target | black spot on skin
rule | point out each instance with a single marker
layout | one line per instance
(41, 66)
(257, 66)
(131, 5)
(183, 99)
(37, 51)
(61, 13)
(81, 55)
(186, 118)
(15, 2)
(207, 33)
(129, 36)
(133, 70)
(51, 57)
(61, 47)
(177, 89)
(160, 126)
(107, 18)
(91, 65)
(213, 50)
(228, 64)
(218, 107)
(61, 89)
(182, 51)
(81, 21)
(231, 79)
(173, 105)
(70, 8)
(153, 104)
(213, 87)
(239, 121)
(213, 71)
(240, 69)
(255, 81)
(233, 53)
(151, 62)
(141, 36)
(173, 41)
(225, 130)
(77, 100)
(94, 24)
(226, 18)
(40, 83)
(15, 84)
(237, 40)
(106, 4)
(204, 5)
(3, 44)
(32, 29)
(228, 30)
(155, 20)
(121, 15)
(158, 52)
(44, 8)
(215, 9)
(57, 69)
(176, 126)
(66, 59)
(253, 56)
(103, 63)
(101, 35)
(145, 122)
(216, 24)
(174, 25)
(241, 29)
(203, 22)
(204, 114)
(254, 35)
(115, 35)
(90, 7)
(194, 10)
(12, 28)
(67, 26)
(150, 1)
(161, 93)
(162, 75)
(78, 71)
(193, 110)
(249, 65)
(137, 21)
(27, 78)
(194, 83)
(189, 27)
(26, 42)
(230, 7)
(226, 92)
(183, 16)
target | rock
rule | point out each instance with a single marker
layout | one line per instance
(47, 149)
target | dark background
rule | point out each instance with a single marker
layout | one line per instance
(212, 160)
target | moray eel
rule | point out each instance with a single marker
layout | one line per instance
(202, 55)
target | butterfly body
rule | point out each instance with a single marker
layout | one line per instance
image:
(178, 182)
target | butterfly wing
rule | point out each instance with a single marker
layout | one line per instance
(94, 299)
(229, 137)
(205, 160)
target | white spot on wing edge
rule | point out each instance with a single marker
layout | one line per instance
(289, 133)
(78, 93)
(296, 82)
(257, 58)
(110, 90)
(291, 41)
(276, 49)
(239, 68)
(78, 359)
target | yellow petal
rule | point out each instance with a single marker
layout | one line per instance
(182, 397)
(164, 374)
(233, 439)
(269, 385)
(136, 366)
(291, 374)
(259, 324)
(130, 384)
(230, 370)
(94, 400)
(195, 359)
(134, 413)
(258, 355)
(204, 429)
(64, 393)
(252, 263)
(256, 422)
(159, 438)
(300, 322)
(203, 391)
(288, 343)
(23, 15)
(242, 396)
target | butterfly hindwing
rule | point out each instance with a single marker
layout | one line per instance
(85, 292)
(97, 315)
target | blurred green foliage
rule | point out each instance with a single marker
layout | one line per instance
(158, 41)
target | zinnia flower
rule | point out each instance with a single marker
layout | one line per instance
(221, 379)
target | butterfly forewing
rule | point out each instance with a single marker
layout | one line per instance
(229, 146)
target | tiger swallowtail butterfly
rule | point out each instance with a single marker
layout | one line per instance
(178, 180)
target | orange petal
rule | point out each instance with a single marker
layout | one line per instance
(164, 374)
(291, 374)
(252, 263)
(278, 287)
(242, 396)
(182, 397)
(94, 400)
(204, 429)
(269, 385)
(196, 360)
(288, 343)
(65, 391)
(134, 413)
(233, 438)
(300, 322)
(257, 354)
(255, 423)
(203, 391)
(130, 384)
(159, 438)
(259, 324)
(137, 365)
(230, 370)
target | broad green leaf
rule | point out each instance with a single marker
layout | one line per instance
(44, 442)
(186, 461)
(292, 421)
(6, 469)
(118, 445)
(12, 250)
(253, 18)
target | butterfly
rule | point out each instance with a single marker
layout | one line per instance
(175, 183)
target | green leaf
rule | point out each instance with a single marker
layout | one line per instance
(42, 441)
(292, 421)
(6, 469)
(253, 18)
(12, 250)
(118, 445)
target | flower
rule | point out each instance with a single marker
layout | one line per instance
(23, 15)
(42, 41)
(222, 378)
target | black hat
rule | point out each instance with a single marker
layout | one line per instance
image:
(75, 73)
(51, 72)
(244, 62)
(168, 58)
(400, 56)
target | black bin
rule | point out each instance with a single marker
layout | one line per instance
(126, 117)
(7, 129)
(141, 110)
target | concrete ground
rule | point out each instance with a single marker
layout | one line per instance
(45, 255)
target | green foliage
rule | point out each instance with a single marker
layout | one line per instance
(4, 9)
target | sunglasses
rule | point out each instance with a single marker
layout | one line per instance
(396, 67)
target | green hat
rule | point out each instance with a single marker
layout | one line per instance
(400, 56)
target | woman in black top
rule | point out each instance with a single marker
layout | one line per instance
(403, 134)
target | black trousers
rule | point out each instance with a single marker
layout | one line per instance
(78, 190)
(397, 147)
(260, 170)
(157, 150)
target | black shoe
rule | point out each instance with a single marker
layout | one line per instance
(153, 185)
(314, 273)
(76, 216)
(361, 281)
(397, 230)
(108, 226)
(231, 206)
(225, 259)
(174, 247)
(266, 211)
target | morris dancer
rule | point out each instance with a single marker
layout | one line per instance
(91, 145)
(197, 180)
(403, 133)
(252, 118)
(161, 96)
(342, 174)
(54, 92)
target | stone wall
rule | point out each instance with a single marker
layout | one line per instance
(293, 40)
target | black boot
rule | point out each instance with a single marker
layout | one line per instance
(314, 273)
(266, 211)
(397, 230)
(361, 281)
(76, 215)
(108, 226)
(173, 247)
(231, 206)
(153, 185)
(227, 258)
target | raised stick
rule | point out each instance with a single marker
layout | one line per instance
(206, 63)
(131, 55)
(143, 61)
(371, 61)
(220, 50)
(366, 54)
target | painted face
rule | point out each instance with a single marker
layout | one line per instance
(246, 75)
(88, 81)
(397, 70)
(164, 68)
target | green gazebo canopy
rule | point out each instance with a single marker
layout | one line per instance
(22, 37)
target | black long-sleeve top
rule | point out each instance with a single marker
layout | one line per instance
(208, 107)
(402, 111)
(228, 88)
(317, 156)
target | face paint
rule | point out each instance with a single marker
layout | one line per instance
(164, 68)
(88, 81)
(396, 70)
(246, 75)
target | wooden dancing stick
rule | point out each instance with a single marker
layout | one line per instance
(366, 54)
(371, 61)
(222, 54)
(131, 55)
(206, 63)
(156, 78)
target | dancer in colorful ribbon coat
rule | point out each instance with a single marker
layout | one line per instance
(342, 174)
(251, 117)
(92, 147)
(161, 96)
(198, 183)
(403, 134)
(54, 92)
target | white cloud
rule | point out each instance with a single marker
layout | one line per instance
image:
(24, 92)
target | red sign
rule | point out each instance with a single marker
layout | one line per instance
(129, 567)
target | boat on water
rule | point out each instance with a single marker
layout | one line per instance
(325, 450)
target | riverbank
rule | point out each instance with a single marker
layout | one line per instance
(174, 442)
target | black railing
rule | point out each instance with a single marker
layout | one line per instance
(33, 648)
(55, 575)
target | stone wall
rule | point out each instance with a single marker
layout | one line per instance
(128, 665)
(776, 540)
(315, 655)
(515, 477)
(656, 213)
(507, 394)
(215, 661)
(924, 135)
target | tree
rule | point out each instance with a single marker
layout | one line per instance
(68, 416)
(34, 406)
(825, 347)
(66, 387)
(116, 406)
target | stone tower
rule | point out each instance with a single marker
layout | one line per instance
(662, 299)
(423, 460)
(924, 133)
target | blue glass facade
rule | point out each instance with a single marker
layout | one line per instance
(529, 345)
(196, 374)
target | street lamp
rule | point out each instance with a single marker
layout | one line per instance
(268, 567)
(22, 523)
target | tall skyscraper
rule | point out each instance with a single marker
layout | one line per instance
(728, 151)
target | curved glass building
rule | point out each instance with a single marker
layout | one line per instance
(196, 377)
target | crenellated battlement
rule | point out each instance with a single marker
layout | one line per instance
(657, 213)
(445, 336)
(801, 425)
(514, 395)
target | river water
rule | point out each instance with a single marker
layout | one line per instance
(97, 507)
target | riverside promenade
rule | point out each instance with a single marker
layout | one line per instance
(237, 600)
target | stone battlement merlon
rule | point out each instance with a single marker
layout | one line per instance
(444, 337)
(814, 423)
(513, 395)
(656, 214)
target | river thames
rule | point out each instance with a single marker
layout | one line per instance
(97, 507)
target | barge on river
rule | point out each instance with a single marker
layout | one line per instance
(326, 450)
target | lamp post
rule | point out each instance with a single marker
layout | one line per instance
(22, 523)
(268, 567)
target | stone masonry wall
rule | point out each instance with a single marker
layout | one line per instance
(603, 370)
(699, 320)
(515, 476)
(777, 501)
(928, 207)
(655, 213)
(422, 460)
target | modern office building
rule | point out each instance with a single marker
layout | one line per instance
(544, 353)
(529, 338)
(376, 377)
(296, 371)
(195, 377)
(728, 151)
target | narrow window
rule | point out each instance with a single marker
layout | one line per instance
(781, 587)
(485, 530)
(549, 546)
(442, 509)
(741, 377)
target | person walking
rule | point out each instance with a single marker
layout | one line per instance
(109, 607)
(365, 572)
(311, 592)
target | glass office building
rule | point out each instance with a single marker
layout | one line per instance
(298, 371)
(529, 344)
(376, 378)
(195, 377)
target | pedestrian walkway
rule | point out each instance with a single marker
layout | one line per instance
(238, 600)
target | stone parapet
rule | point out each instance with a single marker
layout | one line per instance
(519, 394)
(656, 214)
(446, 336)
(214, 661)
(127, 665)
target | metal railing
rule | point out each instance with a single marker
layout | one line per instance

*-*-*

**Exercise brief:** Select the lines in this material that hold the word "lamp", leaving none out.

**Task answer:**
target | street lamp
target | lamp post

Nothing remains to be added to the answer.